Stated problem 1: In the forum post on the LLVM vectorizer, why does the poster ask how to tell the compiler that the buffers won't overlap? Answer in one to three sentences.
Stated problem 2: Summarize the forum post on the LLVM vectorizer in two sentences.
Stated problem 3: Proceed with the forum post on the LLVM vectorizer, starting from its last line.

Source text:
Vectorizer and buffer overlaps

classic Classic list List threaded Threaded
6 messages Options
Reply | Threaded
Open this post in threaded view
|

Vectorizer and buffer overlaps

Nicola Gigante
Hello

I feel like this is a trivial question but I can’t find an answer.

I’m looking at the llvm vectorizer to learn how to better
take advantage of it.

I have this function:

void product(float *data1, float *data2, float *result, size_t size) {
    size_t i = 0;
    for(i = 0; i < size; i++) {
        result[i] = data1[i] * data2[i];
    }
}

It seems it correctly get vectorized with -O3, but I can see
the vector.memcheck block that looks for overlapping buffers.

How can I inform the compiler that I know the buffer won’t overlap?

Simulating a real case (kind of), I’ve tried something like this:
struct mass_tag;
struct acceleration_tag;
struct force_tag;

template<typename T, typename>
class wrapper {
    T _v;
public:
    wrapper(T v) : _v(v) { }
    operator T() const { return _v; }
};

using mass = wrapper<float, mass_tag>;
using acceleration = wrapper<float, acceleration_tag>;
using force = wrapper<float, force_tag>;

void product(mass *data1, acceleration *data2,
             force *result, size_t size) {
    size_t i = 0;
    for(i = 0; i < size; i++) {
        result[i] = data1[i] * data2[i];
    }
}

The concept here reminds something like Boost.Unit.

Dataset section:
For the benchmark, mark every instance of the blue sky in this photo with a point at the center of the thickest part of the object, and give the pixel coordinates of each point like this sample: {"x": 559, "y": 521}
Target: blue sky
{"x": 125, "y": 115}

Final result 1: The poster compiled the product function with -O3. The loop was vectorized, but the output also contained a vector.memcheck block that checks for overlapping buffers. The poster knows the buffers won't overlap and wants the compiler to know it too.

Final result 2: While studying the LLVM vectorizer, the poster found that a simple loop multiplying two float arrays into a result array vectorizes at -O3, but the output includes a vector.memcheck block that checks for overlapping buffers. The poster asks how to tell the compiler that the buffers won't overlap and shows an attempt that gives each array a distinct wrapper type for mass, acceleration and force, an idea similar to Boost.Unit.

Final result 3:
I thought that being the pointers of different type,
type based alias analysis would say that they don’t overlap,
but I’m missing something since the memcheck block is still
there. I’m compiling with clang 3.4 with -O3 -fstrict-aliasing, isn’t it enough?

Even this version has the memcheck block:
void product(std::array<mass, 32> data1, std::array<acceleration, 32> data2, std::array<force, 32> &result) {
    size_t i = 0;
    for(i = 0; i < 32; i++) {
        result[i] = data1[i] * data2[i];
    }
}

Inputs arrays are copied (unrealistic code)... Why does it check for overlaps?
I feel like I’m missing something obvious.
So how do I inform the compiler that it doesn’t need che memcheck block?

Thank you very much,
Nicola




_______________________________________________
cfe-dev mailing list
[hidden email]
http://lists.cs.uiuc.edu/mailman/listinfo/cfe-dev
Reply | Threaded
Open this post in threaded view
|

Re: Vectorizer and buffer overlaps

Philip Reames

On 05/02/2014 04:04 AM, Nicola Gigante wrote:

> Hello
>
> I feel like this is a trivial question but I can’t find an answer.
>
> I’m looking at the llvm vectorizer to learn how to better
> take advantage of it.
>
> I have this function:
>
> void product(float *data1, float *data2, float *result, size_t size) {
>      size_t i = 0;
>      for(i = 0; i < size; i++) {
>          result[i] = data1[i] * data2[i];
>      }
> }
>
> It seems it correctly get vectorized with -O3, but I can see
> the vector.memcheck block that looks for overlapping buffers.
>
> How can I inform the compiler that I know the buffer won’t overlap?
It sounds like you're looking for the "restrict" keyword in C/C++. I
haven't looked at how this gets translated into LLVM IR, but you can run
it through Clang if needed.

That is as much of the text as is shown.